TEKS HALAMAN:
****************************************
Karena itu perbanyak istighfar dan amal sholeh di malam tersebut. Malam Nishfu Sya’ban adalah pertengahan bulan Sya’ban, yaitu tanggal 14 malam 15 Sya’ban.
Apakah harus kumpul di malam Nisfu Sya’ban?
Para tabi’in dari kalangan penduduk negeri Syam mengagungkan malam Nishfu Sya’ban dan bersungguh-sungguh dalam beribadah pada malam itu, seperti Khalid bin Ma’dan, Makhul Asy-Syami dan Luqman bin Amir rahimahumullah.
Bahkan mereka menganjurkan menghidupkan malam Nishfu Sya’ban secara berjama’ah di masjid-masjid dengan mengenakan pakaian terbaik, memakai parfum, memakai celak, dan shalat pada malam itu.
****************************************
DAFTAR DATA:
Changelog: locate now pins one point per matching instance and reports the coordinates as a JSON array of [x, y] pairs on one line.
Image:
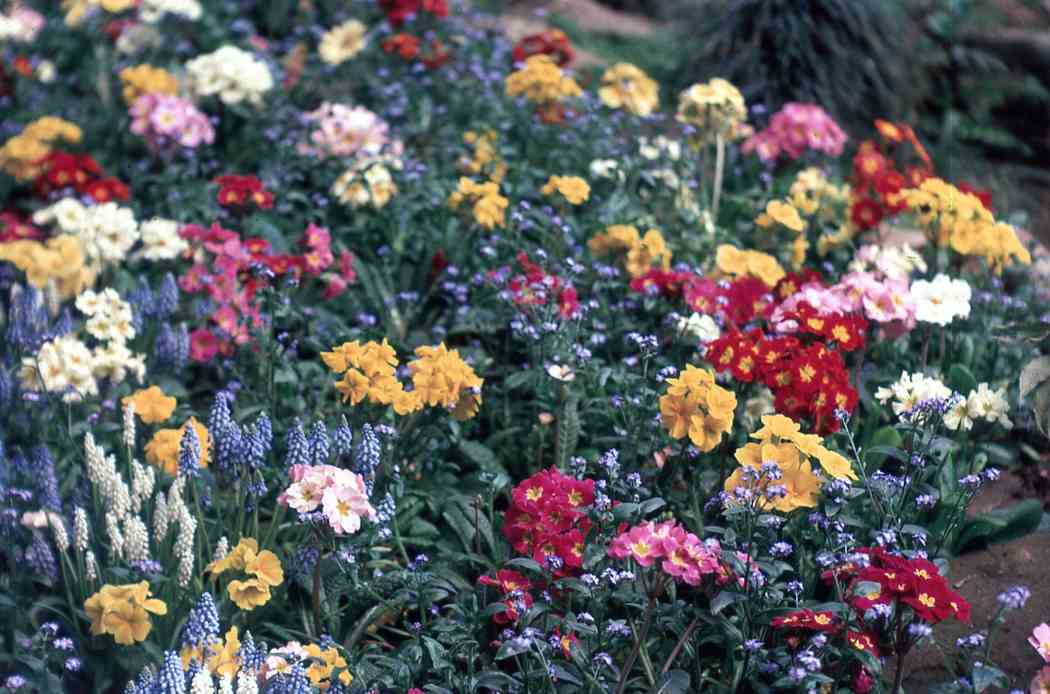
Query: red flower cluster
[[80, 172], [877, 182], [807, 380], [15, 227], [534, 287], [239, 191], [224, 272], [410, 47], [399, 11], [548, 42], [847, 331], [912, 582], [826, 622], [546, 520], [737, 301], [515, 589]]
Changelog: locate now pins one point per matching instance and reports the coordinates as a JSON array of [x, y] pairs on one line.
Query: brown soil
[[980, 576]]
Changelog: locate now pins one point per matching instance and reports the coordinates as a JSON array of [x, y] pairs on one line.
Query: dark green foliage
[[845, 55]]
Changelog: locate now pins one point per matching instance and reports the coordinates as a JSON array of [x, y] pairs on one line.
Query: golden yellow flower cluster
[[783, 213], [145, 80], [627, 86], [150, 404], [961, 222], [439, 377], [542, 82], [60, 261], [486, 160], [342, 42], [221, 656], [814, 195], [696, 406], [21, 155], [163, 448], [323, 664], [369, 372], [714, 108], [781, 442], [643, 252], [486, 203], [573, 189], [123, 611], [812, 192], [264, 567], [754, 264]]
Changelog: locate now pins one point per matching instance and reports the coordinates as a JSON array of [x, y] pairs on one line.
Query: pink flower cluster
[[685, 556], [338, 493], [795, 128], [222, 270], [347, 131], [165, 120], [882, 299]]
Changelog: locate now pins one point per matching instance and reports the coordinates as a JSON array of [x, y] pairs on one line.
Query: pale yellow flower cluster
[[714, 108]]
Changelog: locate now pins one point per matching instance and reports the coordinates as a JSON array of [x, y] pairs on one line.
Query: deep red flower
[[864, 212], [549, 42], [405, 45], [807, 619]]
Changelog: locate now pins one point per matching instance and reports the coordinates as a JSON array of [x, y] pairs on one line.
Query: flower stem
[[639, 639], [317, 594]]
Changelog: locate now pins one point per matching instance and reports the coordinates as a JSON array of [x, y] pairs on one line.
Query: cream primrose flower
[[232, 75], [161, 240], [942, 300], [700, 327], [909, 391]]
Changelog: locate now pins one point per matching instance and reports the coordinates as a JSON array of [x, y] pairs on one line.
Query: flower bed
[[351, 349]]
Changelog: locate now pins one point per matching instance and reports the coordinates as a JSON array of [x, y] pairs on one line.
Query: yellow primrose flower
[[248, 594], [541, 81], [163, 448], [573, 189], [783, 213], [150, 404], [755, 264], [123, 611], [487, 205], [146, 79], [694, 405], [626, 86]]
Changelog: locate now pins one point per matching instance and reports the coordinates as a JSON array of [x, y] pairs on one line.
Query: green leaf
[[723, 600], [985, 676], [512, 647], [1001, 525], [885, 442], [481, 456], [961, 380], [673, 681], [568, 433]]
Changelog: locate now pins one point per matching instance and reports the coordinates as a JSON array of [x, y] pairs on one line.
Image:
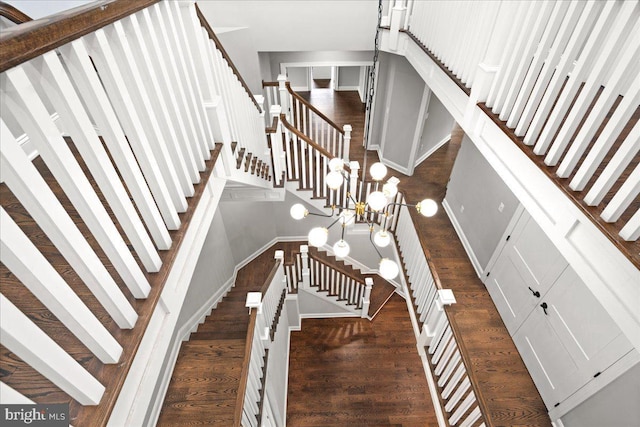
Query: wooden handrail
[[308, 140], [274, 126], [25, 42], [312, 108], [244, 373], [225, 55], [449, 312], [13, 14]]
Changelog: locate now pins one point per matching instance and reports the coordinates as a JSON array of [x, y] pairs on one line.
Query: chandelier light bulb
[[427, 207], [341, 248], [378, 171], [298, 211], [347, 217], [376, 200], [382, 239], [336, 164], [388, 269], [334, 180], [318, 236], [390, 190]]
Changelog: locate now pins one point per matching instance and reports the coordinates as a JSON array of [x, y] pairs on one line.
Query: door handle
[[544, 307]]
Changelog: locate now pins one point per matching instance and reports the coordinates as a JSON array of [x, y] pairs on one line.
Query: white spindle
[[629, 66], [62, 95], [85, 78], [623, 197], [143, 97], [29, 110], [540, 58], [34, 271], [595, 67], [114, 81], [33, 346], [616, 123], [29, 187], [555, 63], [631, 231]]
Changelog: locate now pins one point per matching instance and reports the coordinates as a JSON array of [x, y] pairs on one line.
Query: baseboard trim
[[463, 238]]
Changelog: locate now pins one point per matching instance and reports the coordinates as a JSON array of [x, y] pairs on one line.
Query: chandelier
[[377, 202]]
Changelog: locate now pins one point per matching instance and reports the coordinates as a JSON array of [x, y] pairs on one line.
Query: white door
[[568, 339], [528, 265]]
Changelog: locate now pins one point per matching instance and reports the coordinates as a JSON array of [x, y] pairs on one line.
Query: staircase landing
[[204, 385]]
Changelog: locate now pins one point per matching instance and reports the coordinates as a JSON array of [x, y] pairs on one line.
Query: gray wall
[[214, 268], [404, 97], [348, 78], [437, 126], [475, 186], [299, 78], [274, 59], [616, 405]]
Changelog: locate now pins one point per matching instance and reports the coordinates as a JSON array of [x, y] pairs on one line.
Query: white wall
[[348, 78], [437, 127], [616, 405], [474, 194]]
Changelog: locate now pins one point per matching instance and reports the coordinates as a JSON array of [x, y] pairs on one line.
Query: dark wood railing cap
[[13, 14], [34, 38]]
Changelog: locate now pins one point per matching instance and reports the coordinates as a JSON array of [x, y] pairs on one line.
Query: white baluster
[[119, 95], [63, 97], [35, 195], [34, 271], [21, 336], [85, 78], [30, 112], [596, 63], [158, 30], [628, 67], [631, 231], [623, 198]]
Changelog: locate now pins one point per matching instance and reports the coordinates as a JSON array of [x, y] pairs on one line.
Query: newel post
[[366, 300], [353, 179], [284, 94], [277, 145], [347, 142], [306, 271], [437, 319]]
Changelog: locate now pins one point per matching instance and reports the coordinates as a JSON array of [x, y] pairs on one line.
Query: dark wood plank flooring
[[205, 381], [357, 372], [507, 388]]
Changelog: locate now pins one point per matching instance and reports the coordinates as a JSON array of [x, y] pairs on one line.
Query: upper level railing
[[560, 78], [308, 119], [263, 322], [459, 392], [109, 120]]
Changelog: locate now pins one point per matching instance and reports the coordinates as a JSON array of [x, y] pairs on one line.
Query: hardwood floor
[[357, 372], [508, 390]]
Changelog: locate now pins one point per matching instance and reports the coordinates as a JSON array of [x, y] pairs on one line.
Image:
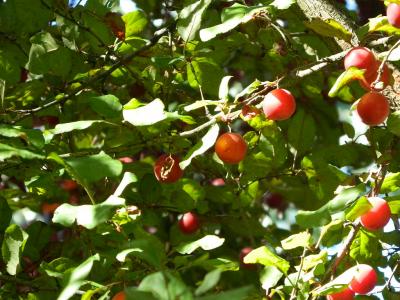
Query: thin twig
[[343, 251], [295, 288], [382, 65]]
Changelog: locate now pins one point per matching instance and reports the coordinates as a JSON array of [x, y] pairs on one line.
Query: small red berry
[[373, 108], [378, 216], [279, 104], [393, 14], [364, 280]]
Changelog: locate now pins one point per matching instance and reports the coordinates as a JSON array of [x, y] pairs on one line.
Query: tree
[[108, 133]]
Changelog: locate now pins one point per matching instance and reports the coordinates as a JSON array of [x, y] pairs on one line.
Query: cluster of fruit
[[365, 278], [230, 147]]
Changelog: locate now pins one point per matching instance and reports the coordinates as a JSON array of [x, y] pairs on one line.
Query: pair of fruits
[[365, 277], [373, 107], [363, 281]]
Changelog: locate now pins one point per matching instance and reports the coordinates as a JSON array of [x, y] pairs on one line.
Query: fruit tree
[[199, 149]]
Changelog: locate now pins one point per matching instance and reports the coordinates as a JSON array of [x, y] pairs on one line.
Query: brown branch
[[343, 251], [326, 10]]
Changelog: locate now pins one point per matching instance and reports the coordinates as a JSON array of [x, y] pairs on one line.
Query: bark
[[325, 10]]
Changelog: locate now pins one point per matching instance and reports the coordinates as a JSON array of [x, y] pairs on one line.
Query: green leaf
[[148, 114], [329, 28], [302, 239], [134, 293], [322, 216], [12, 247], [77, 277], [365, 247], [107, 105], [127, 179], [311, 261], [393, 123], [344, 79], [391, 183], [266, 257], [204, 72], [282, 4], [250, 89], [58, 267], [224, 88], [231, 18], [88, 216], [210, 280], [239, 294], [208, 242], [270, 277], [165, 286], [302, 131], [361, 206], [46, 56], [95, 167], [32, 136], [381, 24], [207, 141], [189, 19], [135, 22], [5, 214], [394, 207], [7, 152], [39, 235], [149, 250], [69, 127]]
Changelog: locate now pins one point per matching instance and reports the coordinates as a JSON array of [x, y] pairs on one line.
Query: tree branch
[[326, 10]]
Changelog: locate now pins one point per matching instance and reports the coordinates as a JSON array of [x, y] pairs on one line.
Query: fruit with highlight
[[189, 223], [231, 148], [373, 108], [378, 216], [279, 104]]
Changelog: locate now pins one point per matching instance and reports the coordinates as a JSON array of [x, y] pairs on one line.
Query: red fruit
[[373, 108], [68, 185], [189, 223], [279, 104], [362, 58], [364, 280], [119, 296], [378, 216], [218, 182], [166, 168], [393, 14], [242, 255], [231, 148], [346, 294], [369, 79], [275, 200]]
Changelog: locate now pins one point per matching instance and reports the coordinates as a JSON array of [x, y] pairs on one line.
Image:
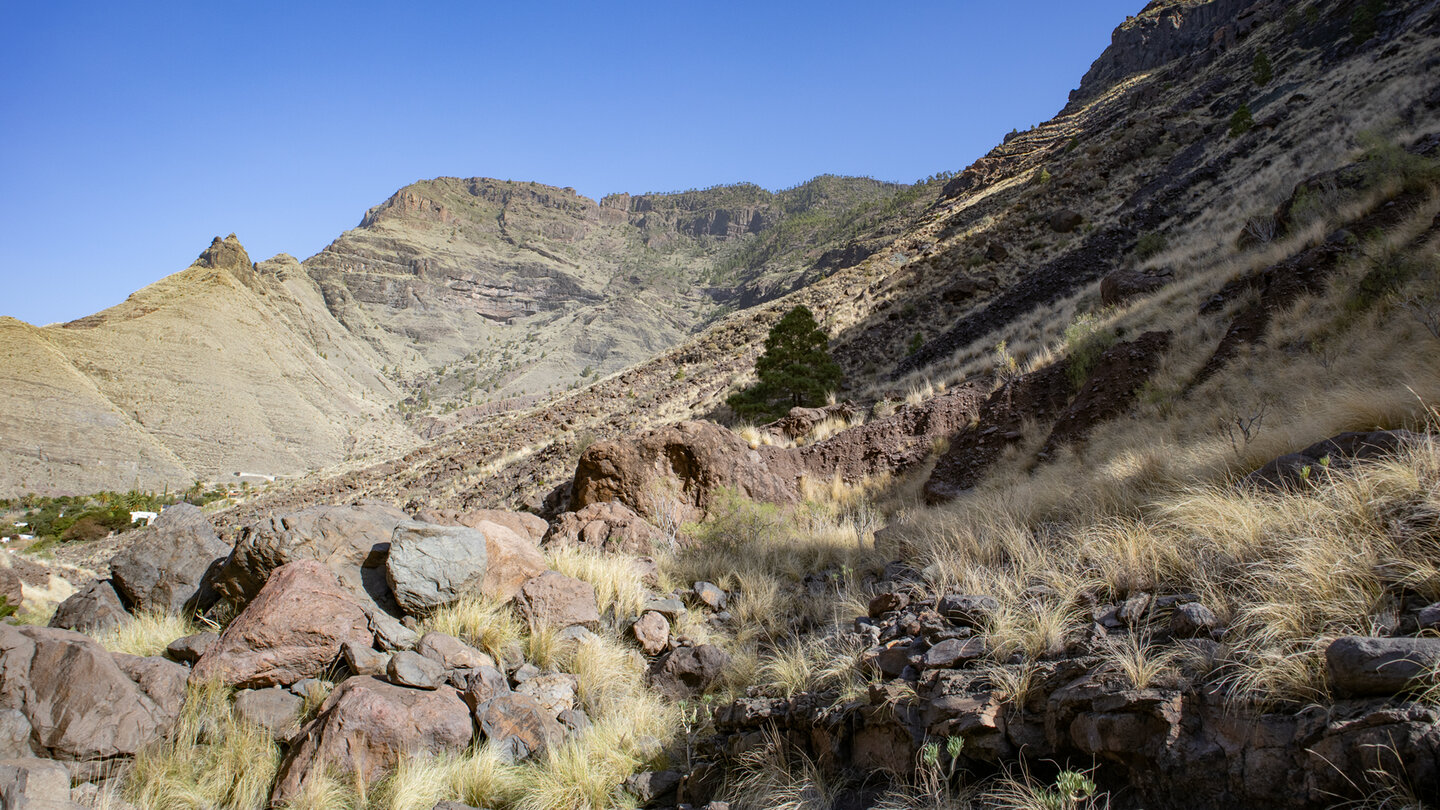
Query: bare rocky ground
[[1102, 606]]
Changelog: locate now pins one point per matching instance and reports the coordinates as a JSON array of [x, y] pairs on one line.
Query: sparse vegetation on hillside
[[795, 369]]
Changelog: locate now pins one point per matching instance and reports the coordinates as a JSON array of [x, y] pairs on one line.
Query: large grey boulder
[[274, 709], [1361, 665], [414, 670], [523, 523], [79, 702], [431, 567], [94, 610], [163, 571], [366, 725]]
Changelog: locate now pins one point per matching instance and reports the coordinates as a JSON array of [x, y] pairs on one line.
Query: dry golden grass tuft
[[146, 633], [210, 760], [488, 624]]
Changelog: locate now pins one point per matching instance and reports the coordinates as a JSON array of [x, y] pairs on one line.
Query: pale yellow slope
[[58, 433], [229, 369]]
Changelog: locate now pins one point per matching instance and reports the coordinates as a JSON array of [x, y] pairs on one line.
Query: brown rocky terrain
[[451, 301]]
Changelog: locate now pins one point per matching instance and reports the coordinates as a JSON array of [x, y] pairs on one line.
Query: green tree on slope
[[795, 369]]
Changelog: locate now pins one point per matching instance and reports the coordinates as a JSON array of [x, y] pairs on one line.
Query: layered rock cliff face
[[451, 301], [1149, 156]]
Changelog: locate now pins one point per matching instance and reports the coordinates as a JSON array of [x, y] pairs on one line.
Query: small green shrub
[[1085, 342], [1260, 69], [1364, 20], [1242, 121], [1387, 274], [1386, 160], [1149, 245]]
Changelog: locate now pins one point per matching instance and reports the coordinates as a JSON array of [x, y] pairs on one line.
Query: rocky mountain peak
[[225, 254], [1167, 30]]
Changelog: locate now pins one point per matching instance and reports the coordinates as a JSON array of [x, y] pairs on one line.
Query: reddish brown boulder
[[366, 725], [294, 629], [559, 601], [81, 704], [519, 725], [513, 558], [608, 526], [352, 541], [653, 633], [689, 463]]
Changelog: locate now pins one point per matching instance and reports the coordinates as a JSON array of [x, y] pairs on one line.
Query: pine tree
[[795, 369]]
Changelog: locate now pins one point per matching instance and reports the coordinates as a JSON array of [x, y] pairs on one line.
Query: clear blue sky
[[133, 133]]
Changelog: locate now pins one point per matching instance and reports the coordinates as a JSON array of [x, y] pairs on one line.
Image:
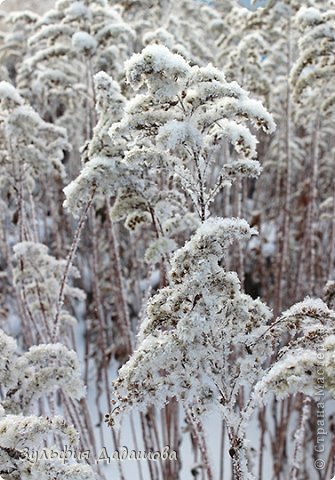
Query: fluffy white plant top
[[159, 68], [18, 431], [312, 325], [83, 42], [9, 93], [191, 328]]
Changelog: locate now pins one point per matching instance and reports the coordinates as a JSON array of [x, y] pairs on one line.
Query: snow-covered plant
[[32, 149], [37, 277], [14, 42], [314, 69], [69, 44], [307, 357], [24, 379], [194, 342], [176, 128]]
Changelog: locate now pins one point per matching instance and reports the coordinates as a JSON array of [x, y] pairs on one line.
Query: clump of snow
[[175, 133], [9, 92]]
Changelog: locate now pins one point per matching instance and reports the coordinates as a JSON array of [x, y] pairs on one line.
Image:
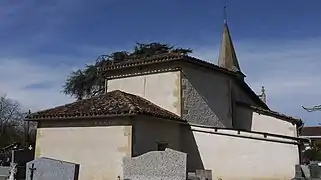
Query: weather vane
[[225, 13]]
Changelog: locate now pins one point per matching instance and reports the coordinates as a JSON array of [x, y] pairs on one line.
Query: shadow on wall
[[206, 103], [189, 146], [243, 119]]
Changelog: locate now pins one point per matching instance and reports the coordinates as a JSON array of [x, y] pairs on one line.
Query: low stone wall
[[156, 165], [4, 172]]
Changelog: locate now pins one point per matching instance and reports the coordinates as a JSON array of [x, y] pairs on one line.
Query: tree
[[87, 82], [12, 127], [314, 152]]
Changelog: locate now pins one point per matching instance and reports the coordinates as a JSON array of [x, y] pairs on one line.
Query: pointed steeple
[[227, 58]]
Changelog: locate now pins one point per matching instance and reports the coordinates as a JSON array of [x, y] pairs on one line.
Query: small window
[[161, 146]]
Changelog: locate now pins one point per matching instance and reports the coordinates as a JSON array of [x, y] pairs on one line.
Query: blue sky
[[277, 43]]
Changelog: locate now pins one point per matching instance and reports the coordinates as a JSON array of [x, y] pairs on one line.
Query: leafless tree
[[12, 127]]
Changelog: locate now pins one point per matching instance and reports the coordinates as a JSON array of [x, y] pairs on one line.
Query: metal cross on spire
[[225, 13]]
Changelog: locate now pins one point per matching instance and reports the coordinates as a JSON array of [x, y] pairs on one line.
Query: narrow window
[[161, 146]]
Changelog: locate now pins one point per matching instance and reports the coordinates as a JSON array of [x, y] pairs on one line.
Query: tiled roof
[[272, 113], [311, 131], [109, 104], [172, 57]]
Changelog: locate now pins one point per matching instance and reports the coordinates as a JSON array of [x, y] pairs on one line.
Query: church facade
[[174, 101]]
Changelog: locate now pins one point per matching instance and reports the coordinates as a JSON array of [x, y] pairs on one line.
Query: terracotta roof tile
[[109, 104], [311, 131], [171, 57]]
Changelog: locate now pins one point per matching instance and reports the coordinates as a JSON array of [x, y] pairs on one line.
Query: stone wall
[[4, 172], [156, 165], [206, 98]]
****************************************
TUGAS DAN LATIHAN:
1. Menurut teks halaman, malam Nishfu Sya’ban jatuh pada tanggal berapa?
2. Salin tanpa perubahan seluruh bagian teks halaman dari "Karena itu perbanyak" terus sampai "bin Amir rahimahumullah.".

JAWABAN TERTULIS:
1. Tanggal 14 malam 15 Sya’ban.

2.
Karena itu perbanyak istighfar dan amal sholeh di malam tersebut. Malam Nishfu Sya’ban adalah pertengahan bulan Sya’ban, yaitu tanggal 14 malam 15 Sya’ban.
Apakah harus kumpul di malam Nisfu Sya’ban?
Para tabi’in dari kalangan penduduk negeri Syam mengagungkan malam Nishfu Sya’ban dan bersungguh-sungguh dalam beribadah pada malam itu, seperti Khalid bin Ma’dan, Makhul Asy-Syami dan Luqman bin Amir rahimahumullah.